--- start DOCUMENT SECTION ---
Let $X$ be a random variable with values in $\mathbb{R}$ and let $g: \mathbb{R} \to \mathbb{R}$ a measurable function such that $ E g(X) $ exist.
If we define the expected value as $E(X)= \int_{x \in \mathbb{R}}{x \cdot f_X(x) dx}$, how can I deduce that $E(g(X))= \int_{x \in \mathbb{R}}{g(x) \cdot f_X(x) dx}$?
I know that this was asked before ( discrete case). Here Discrete case
My problem is that I cannot use the same technique here.
A fundamental theorem in measure theory is the key. Let $(\Omega, F, P)$ be a probability space. By definition we have $\mathbb{E} g(X) = \int_{\Omega} g(X) dP$. We are aware that $g(X) = g \circ X$. If $X: \Omega \to \mathbb{R}$ is a random variable measurable-$F$ and if $p_{X}$ is the probability measure induced by $X$, then a fundamental theorem in measure theory (see, say the chapter on probability in Folland's real analysis) shows that $$ \int_{\Omega} g\circ X dP = \int_{\mathbb{R}} g(x) dp_{X}(x). $$ If $p_{X}$ is absolutely continuous with respect to the Lebesgue measure on $\mathbb{R}$, then by the Radon-Nykodym theorem the probability density $f_{X}$ of $X$ exists, and a basic property of Lebesgue-Stieltjes integration asserts that $$ \int_{\mathbb{R}} g(x)dp_{X}(x) = \int_{\mathbb{R}} g(x)f(x) dx. $$
--- end DOCUMENT SECTION ---
* EXERCISE DESCRIPTION
Output, word for word, the part of the thread on the expected value of g(X) that begins at the words "If we define" and stops after "same technique here.". None of the data is needed for this work.
--- start DATA ENTRIES ---
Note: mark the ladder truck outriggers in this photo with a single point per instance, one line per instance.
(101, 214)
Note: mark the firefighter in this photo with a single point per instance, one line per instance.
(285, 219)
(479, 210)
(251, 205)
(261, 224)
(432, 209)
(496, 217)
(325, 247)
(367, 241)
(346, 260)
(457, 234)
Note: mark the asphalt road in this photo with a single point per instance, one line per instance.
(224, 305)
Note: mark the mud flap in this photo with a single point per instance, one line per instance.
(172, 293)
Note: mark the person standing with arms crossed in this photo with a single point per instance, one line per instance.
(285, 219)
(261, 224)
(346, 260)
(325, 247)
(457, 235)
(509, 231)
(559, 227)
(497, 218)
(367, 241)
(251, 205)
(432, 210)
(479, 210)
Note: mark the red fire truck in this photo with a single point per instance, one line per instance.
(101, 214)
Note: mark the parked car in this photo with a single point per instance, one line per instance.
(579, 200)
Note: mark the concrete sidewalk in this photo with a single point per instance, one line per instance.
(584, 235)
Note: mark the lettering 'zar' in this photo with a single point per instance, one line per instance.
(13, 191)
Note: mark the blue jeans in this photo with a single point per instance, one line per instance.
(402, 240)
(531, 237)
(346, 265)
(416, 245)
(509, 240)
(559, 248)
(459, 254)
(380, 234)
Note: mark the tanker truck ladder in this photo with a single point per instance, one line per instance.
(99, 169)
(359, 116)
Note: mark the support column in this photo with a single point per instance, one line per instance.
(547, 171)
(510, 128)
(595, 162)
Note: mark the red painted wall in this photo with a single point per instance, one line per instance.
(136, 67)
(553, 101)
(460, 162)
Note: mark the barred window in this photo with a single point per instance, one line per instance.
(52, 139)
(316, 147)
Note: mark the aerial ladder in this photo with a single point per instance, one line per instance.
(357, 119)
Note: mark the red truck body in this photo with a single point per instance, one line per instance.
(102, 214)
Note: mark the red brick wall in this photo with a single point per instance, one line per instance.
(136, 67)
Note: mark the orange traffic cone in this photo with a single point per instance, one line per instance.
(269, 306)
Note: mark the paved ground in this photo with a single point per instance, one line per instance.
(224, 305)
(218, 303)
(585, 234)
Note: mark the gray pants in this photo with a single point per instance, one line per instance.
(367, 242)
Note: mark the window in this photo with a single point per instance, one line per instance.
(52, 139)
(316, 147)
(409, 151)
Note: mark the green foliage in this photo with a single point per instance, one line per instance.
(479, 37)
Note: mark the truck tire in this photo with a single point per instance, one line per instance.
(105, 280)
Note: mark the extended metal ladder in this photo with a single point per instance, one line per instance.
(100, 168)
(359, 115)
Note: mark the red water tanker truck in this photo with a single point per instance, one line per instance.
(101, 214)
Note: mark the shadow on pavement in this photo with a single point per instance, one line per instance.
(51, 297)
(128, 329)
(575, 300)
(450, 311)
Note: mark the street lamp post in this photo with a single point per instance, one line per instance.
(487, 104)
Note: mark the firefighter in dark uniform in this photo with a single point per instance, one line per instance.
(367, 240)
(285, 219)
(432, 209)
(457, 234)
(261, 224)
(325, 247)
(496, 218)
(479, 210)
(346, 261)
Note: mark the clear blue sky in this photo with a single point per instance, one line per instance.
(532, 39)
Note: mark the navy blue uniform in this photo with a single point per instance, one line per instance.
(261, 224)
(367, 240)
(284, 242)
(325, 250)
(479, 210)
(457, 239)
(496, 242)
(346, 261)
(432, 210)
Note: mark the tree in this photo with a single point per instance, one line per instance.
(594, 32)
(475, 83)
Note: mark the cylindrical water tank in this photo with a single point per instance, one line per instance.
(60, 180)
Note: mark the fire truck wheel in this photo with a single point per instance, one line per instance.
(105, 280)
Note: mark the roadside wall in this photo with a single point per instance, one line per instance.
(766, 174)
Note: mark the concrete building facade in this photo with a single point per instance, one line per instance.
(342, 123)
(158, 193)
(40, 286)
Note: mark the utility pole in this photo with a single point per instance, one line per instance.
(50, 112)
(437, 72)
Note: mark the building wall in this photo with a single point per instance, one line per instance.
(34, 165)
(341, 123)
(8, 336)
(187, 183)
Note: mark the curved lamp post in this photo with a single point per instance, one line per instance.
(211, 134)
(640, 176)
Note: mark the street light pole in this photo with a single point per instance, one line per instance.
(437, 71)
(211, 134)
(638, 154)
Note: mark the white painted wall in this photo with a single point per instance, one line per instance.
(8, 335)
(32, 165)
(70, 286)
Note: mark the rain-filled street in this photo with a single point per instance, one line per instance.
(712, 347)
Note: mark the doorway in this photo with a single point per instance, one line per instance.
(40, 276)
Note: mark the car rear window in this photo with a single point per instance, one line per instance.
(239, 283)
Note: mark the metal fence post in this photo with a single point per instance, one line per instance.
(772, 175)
--- end DATA ENTRIES ---
--- start DATA ENTRIES ---
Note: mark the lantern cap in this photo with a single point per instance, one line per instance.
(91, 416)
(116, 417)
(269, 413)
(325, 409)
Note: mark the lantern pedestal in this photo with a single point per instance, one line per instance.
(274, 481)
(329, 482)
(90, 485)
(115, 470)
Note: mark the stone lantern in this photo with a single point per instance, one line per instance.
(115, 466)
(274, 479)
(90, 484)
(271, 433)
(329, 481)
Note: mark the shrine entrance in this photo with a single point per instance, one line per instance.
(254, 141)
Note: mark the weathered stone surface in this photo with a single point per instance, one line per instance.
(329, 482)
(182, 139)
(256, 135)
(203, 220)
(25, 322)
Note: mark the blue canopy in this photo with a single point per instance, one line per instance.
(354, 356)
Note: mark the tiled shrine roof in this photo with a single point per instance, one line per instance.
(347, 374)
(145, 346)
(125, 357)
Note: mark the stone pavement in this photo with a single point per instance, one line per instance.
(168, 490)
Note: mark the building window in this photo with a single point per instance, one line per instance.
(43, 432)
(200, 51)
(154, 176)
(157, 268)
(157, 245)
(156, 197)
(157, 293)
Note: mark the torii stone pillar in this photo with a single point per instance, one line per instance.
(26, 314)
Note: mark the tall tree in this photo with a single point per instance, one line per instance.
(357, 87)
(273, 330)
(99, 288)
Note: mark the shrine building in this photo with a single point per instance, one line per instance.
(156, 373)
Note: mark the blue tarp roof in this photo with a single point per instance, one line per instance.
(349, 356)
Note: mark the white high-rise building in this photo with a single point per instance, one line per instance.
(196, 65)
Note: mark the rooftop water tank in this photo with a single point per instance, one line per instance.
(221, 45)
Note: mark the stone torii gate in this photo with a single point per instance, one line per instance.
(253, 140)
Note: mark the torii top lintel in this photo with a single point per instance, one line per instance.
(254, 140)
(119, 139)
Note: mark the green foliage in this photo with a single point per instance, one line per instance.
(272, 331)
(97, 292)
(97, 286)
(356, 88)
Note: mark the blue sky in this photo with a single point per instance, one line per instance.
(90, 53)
--- end DATA ENTRIES ---
--- start DATA ENTRIES ---
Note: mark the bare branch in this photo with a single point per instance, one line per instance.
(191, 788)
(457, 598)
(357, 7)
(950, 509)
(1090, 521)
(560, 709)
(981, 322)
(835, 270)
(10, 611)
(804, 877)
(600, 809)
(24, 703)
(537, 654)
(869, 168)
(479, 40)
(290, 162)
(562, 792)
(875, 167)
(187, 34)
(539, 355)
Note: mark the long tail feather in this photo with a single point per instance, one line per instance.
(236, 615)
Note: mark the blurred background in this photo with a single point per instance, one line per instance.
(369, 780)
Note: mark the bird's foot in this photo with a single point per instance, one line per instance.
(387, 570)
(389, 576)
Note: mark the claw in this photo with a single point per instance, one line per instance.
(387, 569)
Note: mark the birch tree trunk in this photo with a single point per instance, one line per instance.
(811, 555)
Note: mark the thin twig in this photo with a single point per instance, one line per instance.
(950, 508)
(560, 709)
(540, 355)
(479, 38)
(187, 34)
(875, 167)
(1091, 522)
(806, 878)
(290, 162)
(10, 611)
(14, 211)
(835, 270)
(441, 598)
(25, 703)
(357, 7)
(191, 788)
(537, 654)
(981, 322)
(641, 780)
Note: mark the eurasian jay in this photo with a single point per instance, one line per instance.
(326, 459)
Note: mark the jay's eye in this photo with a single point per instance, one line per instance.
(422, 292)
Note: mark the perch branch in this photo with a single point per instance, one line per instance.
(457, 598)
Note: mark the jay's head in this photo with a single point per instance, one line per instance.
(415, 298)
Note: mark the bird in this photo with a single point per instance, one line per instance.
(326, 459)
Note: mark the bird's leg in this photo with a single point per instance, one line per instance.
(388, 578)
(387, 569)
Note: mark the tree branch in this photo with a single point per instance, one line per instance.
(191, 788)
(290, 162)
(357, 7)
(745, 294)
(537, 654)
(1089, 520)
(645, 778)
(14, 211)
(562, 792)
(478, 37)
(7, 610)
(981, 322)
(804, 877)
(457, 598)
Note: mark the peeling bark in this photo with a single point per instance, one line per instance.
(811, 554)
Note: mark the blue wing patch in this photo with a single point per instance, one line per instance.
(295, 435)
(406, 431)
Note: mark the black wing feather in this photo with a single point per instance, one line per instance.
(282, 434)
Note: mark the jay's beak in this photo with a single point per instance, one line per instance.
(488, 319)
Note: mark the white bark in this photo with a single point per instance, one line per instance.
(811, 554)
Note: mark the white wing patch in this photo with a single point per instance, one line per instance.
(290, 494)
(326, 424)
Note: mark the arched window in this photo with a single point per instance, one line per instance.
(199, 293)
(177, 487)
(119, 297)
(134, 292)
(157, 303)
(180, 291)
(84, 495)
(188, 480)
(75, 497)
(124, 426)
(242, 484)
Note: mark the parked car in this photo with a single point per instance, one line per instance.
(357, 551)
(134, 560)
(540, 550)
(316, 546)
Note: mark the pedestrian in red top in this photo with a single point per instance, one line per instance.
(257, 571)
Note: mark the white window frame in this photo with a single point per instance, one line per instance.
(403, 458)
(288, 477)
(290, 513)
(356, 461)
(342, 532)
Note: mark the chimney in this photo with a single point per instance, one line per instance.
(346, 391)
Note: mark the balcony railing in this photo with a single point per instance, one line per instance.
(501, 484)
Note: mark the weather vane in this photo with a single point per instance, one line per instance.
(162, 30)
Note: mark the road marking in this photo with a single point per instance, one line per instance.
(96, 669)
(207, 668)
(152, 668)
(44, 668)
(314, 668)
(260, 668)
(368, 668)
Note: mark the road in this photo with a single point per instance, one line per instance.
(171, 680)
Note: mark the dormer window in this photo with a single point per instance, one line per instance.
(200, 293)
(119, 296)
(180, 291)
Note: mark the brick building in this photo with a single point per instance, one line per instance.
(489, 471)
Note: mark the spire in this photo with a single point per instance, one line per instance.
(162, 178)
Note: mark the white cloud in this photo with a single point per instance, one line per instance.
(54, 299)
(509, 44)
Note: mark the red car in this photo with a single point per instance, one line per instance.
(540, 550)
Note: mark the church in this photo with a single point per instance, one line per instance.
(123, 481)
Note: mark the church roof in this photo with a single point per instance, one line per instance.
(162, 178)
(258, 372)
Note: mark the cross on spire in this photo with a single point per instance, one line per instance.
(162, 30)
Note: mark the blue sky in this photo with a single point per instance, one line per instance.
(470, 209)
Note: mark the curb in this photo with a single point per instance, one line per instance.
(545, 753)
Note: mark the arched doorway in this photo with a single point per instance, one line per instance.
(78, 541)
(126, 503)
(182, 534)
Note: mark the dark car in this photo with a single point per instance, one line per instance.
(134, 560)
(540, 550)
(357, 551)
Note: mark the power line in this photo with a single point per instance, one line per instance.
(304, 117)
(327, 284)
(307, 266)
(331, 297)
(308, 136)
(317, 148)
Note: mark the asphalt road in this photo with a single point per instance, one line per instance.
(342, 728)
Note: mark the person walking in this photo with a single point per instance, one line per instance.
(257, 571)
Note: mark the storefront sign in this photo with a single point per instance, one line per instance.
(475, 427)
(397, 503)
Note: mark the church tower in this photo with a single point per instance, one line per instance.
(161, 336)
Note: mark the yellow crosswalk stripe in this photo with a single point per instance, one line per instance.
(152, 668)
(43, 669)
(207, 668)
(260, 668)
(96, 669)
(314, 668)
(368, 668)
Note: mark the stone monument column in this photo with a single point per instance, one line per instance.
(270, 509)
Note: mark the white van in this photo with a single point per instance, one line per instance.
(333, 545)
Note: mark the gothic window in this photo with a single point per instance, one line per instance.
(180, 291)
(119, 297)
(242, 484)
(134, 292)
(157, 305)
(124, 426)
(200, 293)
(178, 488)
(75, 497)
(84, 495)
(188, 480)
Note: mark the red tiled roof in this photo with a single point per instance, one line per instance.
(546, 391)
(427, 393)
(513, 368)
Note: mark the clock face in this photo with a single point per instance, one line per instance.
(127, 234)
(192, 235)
--- end DATA ENTRIES ---
* TASK RESPONSE
If we define the expected value as $E(X)= \int_{x \in \mathbb{R}}{x \cdot f_X(x) dx}$, how can I deduce that $E(g(X))= \int_{x \in \mathbb{R}}{g(x) \cdot f_X(x) dx}$?
I know that this was asked before ( discrete case). Here Discrete case
My problem is that I cannot use the same technique here.